*Records to use*.
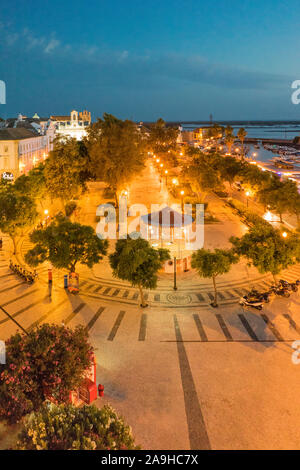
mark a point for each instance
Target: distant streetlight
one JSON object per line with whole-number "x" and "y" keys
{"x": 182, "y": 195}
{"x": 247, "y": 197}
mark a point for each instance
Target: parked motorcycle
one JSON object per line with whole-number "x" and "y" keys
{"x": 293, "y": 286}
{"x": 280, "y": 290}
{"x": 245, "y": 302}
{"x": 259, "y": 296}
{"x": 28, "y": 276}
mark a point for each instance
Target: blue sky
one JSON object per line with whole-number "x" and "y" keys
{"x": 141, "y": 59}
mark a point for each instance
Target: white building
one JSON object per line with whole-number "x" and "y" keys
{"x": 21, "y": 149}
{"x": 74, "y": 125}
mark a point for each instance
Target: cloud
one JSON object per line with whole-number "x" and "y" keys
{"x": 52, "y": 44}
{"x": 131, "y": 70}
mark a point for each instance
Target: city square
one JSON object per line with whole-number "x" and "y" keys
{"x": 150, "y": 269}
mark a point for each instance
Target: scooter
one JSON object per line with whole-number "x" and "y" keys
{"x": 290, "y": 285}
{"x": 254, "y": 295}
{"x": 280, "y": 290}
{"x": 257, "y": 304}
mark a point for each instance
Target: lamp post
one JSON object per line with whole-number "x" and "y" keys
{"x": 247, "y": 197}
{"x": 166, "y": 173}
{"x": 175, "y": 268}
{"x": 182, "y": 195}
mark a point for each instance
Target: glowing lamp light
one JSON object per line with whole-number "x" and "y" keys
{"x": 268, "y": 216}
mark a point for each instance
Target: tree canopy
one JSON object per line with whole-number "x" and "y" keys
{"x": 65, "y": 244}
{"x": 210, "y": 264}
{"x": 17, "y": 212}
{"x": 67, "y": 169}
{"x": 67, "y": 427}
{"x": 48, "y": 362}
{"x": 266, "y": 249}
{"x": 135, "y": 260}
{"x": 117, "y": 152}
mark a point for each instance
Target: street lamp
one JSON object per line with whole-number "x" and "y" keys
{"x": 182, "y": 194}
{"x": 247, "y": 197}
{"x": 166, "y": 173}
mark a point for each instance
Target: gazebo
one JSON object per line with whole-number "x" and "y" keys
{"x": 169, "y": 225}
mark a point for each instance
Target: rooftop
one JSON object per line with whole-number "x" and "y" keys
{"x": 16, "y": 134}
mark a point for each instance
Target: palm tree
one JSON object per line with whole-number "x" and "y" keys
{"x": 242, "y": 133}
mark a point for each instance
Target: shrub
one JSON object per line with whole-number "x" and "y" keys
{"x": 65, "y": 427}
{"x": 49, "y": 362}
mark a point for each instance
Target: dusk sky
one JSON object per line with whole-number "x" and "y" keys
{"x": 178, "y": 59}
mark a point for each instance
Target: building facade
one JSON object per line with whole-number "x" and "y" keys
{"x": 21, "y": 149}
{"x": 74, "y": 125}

==

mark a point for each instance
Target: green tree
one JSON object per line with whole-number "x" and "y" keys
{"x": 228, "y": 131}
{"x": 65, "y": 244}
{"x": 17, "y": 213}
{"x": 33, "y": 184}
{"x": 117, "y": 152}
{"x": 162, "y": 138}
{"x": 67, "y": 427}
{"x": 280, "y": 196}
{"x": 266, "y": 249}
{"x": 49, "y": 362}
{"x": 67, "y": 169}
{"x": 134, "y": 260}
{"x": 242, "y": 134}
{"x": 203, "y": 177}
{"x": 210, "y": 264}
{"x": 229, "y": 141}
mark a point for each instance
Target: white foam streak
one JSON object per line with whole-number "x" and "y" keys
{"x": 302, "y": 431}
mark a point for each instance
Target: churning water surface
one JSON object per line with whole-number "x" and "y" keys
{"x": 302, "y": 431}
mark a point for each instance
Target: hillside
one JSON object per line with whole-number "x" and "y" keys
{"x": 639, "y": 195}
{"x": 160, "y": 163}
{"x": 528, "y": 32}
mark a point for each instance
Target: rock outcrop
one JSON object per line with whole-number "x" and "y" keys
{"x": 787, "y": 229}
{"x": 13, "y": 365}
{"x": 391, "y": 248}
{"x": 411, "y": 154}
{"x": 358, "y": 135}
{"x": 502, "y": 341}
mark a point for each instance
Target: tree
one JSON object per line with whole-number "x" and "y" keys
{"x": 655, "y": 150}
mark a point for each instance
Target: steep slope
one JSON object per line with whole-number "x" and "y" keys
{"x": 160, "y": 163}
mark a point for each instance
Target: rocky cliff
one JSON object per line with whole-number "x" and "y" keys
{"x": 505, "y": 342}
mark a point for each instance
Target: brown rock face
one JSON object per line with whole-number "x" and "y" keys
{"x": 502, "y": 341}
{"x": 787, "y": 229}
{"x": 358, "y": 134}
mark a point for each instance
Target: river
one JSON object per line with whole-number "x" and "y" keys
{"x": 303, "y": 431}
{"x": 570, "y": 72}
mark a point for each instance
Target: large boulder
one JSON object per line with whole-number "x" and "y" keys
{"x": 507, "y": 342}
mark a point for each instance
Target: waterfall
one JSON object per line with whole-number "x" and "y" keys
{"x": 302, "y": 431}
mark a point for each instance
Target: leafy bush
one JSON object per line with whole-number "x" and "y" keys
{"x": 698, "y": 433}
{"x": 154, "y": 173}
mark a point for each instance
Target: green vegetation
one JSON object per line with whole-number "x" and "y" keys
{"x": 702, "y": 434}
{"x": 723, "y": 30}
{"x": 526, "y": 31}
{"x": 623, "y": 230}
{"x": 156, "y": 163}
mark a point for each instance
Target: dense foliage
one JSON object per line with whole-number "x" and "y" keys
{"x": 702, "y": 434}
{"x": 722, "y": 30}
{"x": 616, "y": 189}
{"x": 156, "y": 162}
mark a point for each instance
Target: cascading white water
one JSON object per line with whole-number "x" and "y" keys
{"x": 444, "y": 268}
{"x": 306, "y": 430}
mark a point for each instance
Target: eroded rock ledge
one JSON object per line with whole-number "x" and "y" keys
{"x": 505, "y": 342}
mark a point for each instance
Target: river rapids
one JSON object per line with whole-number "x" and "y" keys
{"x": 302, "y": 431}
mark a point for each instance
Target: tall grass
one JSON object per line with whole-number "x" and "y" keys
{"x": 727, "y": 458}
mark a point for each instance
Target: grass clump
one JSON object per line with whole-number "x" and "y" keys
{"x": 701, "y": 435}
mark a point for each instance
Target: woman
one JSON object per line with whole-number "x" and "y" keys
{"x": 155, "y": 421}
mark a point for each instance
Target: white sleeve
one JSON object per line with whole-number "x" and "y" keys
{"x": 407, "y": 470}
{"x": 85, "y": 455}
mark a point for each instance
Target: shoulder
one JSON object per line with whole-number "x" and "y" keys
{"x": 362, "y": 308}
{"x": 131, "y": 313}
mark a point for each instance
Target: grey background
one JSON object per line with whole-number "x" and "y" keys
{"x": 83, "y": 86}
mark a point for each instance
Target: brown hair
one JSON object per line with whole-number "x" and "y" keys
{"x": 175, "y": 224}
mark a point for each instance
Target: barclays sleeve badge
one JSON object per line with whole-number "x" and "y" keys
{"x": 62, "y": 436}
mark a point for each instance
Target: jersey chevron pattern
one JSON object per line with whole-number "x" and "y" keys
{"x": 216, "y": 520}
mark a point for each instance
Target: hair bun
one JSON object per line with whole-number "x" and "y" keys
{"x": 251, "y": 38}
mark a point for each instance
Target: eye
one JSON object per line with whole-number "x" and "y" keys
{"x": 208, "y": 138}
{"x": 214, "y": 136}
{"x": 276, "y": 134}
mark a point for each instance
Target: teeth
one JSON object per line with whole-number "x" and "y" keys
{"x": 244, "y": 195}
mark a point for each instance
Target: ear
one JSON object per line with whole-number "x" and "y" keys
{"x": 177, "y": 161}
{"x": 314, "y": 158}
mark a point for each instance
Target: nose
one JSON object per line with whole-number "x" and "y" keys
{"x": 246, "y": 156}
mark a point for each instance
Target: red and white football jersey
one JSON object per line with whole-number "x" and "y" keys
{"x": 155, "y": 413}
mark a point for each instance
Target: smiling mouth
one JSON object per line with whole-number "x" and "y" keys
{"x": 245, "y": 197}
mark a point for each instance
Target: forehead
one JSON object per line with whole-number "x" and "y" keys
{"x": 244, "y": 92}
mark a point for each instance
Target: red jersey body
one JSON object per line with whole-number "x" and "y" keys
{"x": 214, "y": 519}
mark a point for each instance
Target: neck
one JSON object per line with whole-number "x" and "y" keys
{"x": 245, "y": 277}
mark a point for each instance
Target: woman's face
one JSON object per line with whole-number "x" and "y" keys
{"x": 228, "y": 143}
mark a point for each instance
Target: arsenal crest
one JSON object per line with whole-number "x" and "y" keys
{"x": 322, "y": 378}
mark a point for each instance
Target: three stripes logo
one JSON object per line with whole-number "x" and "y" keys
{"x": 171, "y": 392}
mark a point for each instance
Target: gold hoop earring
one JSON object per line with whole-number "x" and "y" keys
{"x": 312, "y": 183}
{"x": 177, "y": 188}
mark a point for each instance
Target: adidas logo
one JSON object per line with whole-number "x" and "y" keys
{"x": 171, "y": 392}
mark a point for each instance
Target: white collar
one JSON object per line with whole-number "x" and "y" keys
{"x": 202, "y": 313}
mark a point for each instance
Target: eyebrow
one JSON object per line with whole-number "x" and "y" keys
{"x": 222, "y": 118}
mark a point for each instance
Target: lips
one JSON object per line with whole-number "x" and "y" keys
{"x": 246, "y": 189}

--

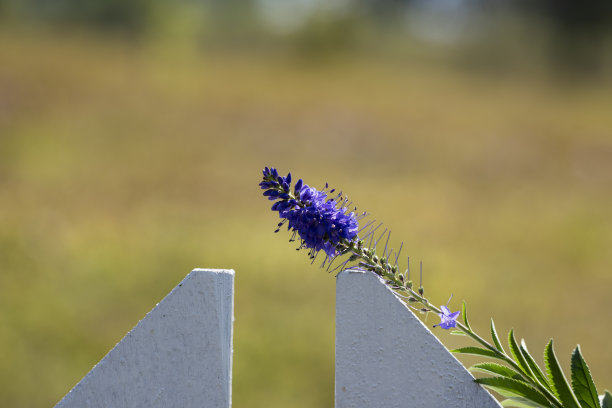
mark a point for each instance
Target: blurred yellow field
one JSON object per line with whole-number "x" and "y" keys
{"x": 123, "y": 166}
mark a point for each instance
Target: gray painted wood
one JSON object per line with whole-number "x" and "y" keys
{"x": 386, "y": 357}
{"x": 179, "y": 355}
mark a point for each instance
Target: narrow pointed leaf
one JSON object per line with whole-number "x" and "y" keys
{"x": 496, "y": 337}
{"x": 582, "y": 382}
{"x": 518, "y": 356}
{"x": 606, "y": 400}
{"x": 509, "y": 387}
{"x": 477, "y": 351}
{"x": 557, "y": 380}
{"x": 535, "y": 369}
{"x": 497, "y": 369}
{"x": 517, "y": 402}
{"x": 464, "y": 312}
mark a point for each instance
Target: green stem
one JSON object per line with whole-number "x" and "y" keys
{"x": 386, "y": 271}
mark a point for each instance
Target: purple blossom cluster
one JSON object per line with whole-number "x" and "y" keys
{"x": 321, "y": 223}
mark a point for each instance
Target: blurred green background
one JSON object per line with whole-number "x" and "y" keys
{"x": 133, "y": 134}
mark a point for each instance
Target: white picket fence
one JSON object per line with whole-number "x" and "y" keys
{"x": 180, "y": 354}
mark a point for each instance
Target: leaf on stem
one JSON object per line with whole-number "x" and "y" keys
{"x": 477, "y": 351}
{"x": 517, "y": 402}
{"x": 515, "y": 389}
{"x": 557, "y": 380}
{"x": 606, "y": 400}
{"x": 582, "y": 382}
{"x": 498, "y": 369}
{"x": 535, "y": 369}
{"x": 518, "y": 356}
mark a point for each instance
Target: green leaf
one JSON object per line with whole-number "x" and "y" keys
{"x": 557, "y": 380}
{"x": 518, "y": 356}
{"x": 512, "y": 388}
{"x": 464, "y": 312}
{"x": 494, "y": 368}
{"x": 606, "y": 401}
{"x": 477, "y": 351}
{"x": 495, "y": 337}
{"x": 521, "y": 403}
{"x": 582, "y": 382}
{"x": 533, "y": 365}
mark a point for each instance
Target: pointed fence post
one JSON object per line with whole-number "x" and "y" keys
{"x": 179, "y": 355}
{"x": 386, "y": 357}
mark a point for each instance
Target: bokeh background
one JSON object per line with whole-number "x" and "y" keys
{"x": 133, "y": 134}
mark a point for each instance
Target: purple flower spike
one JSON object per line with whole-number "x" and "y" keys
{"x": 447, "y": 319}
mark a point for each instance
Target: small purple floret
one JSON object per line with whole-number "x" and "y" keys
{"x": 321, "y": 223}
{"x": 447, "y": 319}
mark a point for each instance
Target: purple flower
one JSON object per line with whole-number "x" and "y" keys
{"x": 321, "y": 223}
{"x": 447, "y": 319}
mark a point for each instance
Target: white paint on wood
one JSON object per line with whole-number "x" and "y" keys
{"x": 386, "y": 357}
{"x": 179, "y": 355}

*Work to be completed*.
Pull out every line of the items above that contains the string "green". Matching is case-sensitive.

*Task solution*.
Target: green tree
Target: green vegetation
Target: green stem
Target: blurred green background
Target: green leaf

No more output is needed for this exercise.